Detection annotation records
-------

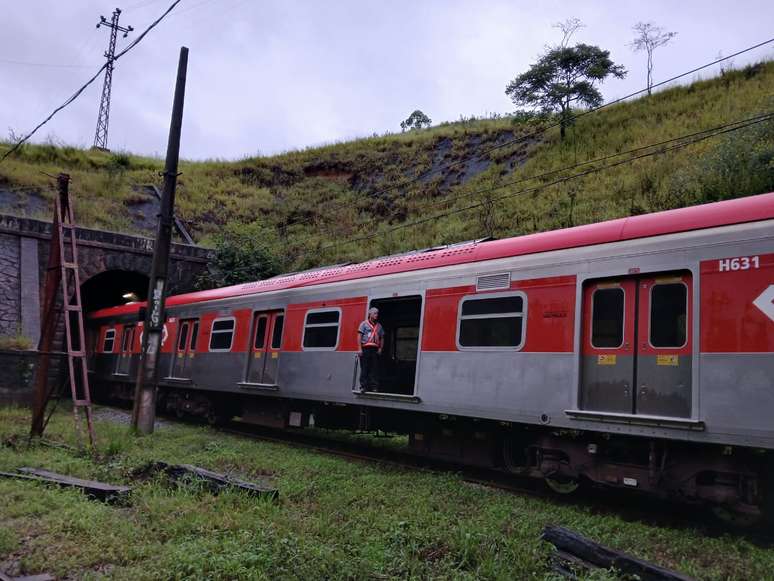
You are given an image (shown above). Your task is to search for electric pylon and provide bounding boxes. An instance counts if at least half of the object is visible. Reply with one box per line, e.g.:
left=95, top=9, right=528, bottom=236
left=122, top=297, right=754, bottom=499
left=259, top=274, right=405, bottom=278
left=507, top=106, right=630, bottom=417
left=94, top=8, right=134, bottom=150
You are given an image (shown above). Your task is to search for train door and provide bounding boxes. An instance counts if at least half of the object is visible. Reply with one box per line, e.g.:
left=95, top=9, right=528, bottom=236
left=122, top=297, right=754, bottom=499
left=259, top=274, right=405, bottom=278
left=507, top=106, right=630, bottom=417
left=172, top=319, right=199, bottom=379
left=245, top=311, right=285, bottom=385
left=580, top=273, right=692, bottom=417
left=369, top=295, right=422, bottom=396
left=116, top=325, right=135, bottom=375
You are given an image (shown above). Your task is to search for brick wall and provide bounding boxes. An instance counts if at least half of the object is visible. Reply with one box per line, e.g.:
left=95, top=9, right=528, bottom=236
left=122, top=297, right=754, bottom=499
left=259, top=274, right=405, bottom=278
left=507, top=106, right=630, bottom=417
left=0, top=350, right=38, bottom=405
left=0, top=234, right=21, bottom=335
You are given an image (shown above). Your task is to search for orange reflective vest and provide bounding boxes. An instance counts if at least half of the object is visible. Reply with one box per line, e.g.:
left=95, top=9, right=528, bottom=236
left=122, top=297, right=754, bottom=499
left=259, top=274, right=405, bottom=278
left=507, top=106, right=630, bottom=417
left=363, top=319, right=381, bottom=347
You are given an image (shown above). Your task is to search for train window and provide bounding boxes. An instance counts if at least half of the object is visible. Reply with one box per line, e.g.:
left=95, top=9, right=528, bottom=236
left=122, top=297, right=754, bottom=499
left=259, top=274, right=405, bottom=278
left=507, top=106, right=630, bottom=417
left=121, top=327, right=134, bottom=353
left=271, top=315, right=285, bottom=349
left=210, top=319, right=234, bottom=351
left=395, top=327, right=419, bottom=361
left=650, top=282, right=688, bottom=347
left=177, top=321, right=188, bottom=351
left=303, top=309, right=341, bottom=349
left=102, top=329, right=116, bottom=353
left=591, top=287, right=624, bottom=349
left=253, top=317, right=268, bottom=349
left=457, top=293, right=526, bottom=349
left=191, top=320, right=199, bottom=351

-------

**Stated goal:**
Copy the lines from the one with "search for orange" to the one with "left=363, top=319, right=381, bottom=347" word for word, including both of those lines.

**The response:**
You are given an image (shown above). Your task is to search for orange reflective vest and provide bounding boxes. An instance counts if at least half of the object is visible. Reply with one box per line, e.g.:
left=95, top=9, right=528, bottom=236
left=122, top=297, right=754, bottom=499
left=259, top=274, right=405, bottom=278
left=507, top=106, right=630, bottom=417
left=363, top=319, right=381, bottom=347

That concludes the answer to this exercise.